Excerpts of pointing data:

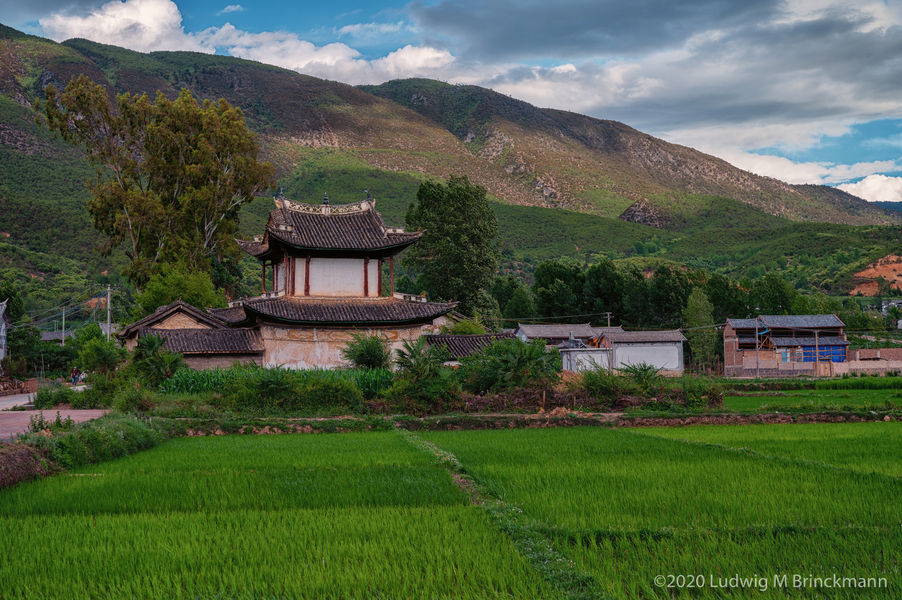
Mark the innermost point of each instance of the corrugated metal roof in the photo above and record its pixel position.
(801, 321)
(557, 330)
(825, 340)
(465, 345)
(603, 330)
(634, 337)
(742, 323)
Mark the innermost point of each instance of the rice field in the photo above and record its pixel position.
(862, 447)
(754, 512)
(293, 516)
(627, 508)
(819, 399)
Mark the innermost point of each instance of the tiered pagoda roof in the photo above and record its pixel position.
(345, 228)
(319, 310)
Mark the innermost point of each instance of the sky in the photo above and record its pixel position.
(806, 91)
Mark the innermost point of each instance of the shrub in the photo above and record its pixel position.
(153, 363)
(367, 351)
(508, 364)
(99, 394)
(281, 390)
(133, 397)
(601, 384)
(95, 441)
(419, 361)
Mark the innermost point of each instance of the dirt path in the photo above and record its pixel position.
(13, 423)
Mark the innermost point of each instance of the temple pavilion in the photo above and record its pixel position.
(322, 280)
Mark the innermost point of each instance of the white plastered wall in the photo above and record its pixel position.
(661, 356)
(336, 277)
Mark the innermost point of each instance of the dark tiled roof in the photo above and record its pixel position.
(557, 330)
(345, 311)
(638, 337)
(165, 312)
(465, 345)
(229, 315)
(54, 336)
(825, 340)
(800, 321)
(346, 227)
(209, 341)
(253, 248)
(743, 323)
(604, 330)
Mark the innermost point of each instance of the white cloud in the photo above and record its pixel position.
(142, 25)
(876, 188)
(369, 30)
(280, 48)
(231, 8)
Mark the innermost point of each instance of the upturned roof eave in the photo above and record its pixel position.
(253, 316)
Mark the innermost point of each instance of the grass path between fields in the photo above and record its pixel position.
(526, 535)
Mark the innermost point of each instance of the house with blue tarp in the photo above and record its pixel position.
(782, 343)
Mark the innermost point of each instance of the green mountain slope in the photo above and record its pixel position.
(563, 184)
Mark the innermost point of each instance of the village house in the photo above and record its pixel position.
(784, 345)
(561, 334)
(462, 345)
(322, 281)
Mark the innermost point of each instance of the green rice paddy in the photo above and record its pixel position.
(745, 512)
(627, 507)
(816, 400)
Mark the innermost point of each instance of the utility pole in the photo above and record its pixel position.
(108, 303)
(757, 361)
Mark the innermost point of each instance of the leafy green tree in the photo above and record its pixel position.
(419, 361)
(510, 364)
(603, 289)
(558, 289)
(701, 333)
(464, 327)
(503, 288)
(727, 297)
(101, 355)
(170, 176)
(668, 291)
(175, 281)
(520, 308)
(773, 295)
(458, 255)
(635, 298)
(153, 362)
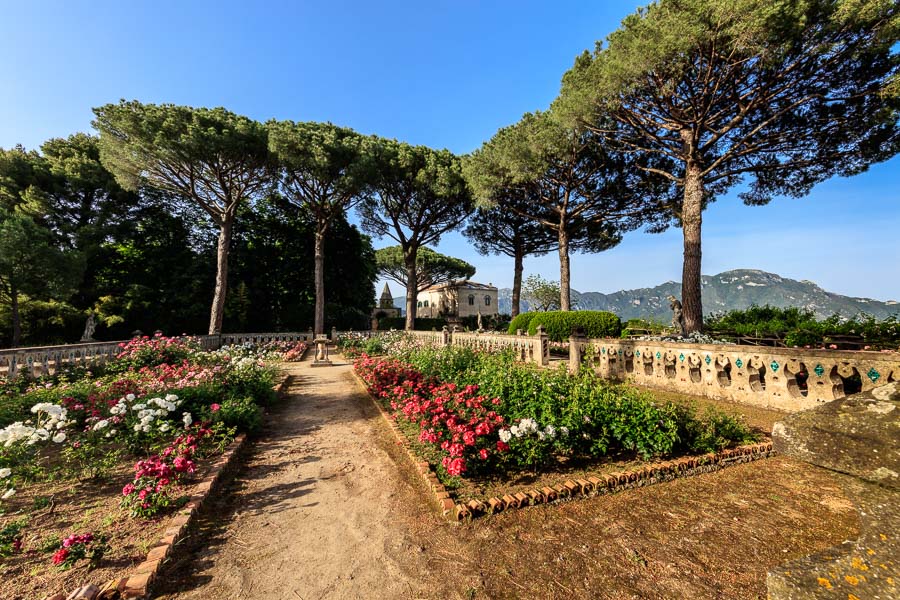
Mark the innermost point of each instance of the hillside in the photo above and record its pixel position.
(730, 290)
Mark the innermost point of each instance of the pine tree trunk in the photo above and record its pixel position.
(518, 267)
(412, 291)
(16, 318)
(320, 281)
(691, 221)
(218, 307)
(565, 293)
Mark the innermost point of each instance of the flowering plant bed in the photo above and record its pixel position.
(104, 458)
(547, 427)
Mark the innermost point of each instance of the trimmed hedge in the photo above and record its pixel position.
(559, 324)
(520, 322)
(422, 324)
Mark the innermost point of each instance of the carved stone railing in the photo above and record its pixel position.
(37, 361)
(534, 349)
(751, 374)
(46, 360)
(232, 339)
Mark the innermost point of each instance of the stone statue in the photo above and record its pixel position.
(89, 327)
(677, 315)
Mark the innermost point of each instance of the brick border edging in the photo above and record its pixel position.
(438, 491)
(570, 489)
(138, 583)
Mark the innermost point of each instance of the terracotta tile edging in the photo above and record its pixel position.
(137, 584)
(439, 493)
(596, 485)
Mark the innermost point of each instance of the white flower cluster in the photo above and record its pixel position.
(527, 427)
(149, 415)
(50, 420)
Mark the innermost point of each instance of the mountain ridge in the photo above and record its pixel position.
(729, 290)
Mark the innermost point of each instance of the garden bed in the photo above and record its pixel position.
(86, 484)
(551, 437)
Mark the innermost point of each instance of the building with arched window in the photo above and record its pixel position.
(457, 299)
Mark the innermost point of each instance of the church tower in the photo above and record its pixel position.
(387, 301)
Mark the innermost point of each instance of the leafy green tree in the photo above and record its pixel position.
(432, 268)
(323, 170)
(541, 295)
(30, 265)
(418, 195)
(272, 256)
(776, 95)
(23, 175)
(580, 192)
(501, 229)
(209, 155)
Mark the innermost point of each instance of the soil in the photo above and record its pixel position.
(327, 506)
(55, 509)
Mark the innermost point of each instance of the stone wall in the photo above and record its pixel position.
(45, 360)
(756, 375)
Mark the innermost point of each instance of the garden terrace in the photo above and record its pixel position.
(94, 461)
(786, 379)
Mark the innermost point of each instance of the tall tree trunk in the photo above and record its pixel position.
(218, 308)
(517, 282)
(691, 220)
(565, 292)
(412, 290)
(320, 280)
(16, 319)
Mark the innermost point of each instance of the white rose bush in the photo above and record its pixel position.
(163, 405)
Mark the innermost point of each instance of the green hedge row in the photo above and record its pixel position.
(521, 321)
(559, 324)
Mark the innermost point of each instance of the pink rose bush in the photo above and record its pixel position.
(458, 423)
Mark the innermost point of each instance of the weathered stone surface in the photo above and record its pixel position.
(857, 437)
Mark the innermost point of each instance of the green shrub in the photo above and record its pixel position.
(241, 413)
(521, 321)
(559, 324)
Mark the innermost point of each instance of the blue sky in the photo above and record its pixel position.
(445, 74)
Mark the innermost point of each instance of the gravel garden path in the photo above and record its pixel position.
(309, 514)
(325, 505)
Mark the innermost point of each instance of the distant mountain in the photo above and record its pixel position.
(730, 290)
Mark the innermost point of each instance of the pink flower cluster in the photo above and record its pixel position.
(149, 492)
(73, 546)
(460, 423)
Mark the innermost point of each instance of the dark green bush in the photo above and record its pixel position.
(521, 321)
(559, 324)
(242, 413)
(422, 324)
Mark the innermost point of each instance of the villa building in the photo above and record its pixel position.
(456, 300)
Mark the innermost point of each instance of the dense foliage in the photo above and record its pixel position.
(559, 325)
(521, 321)
(799, 327)
(481, 413)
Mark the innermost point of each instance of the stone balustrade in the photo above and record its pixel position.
(533, 349)
(46, 360)
(789, 379)
(236, 339)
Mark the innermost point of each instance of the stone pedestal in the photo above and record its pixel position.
(321, 359)
(858, 437)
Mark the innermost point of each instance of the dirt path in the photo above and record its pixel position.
(309, 515)
(326, 506)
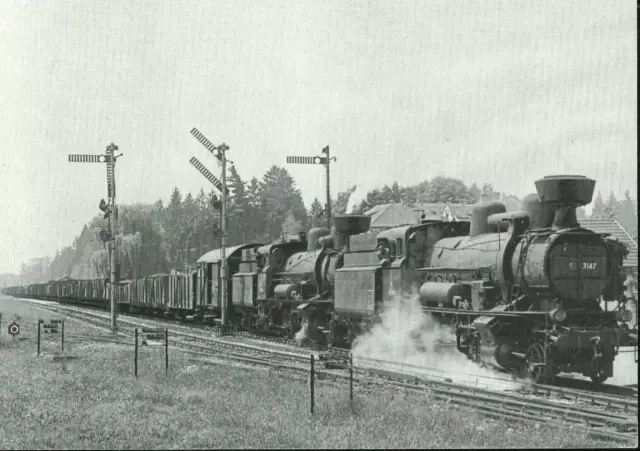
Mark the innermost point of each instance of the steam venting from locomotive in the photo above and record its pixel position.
(406, 335)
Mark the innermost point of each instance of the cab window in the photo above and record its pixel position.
(392, 249)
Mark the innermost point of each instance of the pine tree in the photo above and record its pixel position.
(278, 196)
(316, 214)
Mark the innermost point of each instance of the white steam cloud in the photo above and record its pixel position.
(356, 197)
(408, 336)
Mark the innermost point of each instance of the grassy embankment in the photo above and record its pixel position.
(95, 402)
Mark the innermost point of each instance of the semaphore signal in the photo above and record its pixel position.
(326, 161)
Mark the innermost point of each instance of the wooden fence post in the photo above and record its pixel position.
(350, 376)
(136, 355)
(311, 382)
(166, 351)
(39, 322)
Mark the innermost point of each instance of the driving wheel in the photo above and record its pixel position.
(539, 364)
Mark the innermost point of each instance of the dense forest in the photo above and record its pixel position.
(160, 238)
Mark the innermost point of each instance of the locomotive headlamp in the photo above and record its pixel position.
(558, 315)
(624, 315)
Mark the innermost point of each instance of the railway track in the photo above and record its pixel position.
(602, 415)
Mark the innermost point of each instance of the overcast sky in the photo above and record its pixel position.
(486, 91)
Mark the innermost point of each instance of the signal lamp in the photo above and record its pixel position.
(624, 315)
(105, 208)
(558, 315)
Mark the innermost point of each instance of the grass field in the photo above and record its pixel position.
(95, 402)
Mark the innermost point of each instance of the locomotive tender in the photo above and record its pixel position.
(522, 289)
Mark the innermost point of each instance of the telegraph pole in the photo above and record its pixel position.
(109, 209)
(220, 152)
(222, 149)
(326, 161)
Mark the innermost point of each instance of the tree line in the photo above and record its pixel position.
(161, 238)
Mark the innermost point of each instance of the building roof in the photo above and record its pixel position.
(613, 227)
(214, 255)
(436, 210)
(391, 215)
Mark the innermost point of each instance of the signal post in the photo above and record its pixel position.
(220, 152)
(110, 211)
(326, 161)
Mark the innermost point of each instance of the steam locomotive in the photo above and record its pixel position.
(522, 290)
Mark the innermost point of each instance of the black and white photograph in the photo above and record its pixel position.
(318, 224)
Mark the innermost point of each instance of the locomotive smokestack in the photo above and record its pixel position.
(347, 225)
(563, 194)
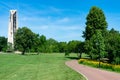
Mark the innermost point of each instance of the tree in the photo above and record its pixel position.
(42, 43)
(95, 21)
(73, 46)
(24, 39)
(112, 42)
(3, 44)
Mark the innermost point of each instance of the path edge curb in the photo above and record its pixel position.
(77, 71)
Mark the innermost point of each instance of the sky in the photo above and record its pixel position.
(62, 20)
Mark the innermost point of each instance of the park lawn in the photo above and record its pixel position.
(36, 67)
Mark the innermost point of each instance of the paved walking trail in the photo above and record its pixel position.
(92, 73)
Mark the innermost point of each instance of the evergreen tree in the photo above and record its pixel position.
(95, 21)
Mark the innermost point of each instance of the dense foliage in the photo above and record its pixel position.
(101, 43)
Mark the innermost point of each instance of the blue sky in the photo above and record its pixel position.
(62, 20)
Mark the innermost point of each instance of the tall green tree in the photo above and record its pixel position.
(112, 42)
(95, 21)
(24, 39)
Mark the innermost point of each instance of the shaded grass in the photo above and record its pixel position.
(36, 67)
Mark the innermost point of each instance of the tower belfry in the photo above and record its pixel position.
(12, 28)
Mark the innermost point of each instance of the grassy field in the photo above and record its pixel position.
(36, 67)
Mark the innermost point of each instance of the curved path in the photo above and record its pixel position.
(92, 73)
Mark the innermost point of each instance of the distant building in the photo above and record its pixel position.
(12, 28)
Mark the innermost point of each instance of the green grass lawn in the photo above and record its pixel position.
(36, 67)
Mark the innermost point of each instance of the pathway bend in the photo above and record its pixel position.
(92, 73)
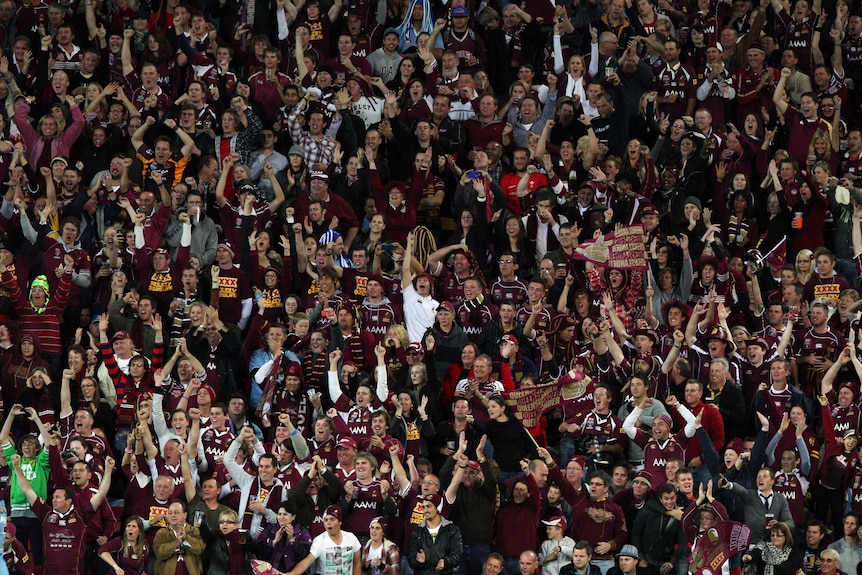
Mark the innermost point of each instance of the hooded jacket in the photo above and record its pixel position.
(446, 546)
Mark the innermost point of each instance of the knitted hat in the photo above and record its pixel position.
(41, 282)
(665, 418)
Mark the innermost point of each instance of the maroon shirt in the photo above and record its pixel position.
(63, 537)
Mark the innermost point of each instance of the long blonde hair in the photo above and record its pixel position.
(140, 544)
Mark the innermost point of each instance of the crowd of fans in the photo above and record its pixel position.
(269, 268)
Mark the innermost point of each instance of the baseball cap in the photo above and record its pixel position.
(446, 306)
(122, 334)
(346, 443)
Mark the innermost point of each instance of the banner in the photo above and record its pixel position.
(529, 403)
(621, 249)
(718, 545)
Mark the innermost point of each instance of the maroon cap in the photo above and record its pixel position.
(557, 521)
(644, 476)
(736, 445)
(335, 511)
(509, 338)
(122, 334)
(435, 499)
(758, 341)
(580, 460)
(648, 333)
(376, 278)
(446, 306)
(228, 247)
(666, 418)
(209, 390)
(294, 369)
(346, 443)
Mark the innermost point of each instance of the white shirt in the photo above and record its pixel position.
(419, 312)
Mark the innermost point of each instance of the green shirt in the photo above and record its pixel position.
(36, 470)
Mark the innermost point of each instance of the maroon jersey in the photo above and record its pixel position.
(450, 287)
(752, 377)
(296, 405)
(851, 49)
(851, 164)
(798, 35)
(214, 444)
(514, 291)
(680, 80)
(856, 491)
(159, 467)
(474, 316)
(269, 496)
(542, 322)
(778, 403)
(377, 318)
(656, 454)
(608, 426)
(97, 444)
(828, 345)
(233, 287)
(321, 34)
(53, 256)
(801, 131)
(325, 449)
(469, 44)
(353, 284)
(846, 418)
(63, 537)
(289, 475)
(367, 503)
(793, 487)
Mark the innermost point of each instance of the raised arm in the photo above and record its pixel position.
(778, 96)
(23, 483)
(104, 485)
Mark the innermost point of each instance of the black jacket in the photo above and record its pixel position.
(570, 570)
(446, 546)
(659, 537)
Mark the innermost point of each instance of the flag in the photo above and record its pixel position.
(623, 248)
(529, 403)
(718, 545)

To be done => Everything from the line containing "Mark the innermost point of each instance of the maroon shirt" to the last line of the entries above should be quoted exactly, and only that.

Result of this task =>
Mark the innermost point of each instance of the maroon shirt in the photo above and record its pixel position.
(63, 537)
Mark the innermost point of each instance of the long blonde hair in the photo above and record its pixel position.
(140, 544)
Mark the innermost point of each instance of the crowd of fans in the photo above and record its pixel position.
(269, 268)
Mark the innermost point of each instance of the baseball cap in the photo above and record its pixel position.
(446, 306)
(122, 334)
(346, 443)
Mark the innermost point of each instance of the banner in the photo above and record its pixel position.
(529, 403)
(621, 249)
(718, 545)
Mark the innermost point of each instance of the maroon cap in the photo above and record its pixel position.
(557, 521)
(644, 476)
(736, 445)
(335, 511)
(509, 338)
(122, 334)
(435, 499)
(758, 341)
(580, 460)
(648, 333)
(376, 278)
(446, 306)
(228, 247)
(666, 418)
(209, 390)
(294, 369)
(346, 443)
Mark the innermost point of each instance of the white shirt in the photo above and record its pixel position.
(419, 312)
Mark the innermost point of each instance of the green shirt in the photo above and record its pixel position.
(36, 470)
Mark the innermost point of each instance of the maroon jersey in the photo above and record its pixel position.
(450, 287)
(752, 377)
(296, 405)
(851, 49)
(851, 164)
(798, 35)
(214, 444)
(514, 291)
(680, 80)
(856, 491)
(159, 467)
(474, 316)
(269, 496)
(542, 322)
(778, 403)
(377, 318)
(656, 454)
(608, 426)
(97, 444)
(828, 345)
(233, 287)
(321, 34)
(53, 256)
(801, 131)
(325, 449)
(469, 44)
(353, 284)
(846, 418)
(63, 537)
(289, 475)
(367, 503)
(793, 487)
Mark the innermost point of each instance of the raised arm in the photo above and record its pixel position.
(778, 96)
(23, 483)
(104, 485)
Mark the innermost point of each instance of the black jacket in the photo above and record its pixel position.
(570, 570)
(446, 546)
(659, 537)
Mark the innermost point of each instance of the flag in the photo above and record its pixel position.
(623, 248)
(529, 403)
(718, 545)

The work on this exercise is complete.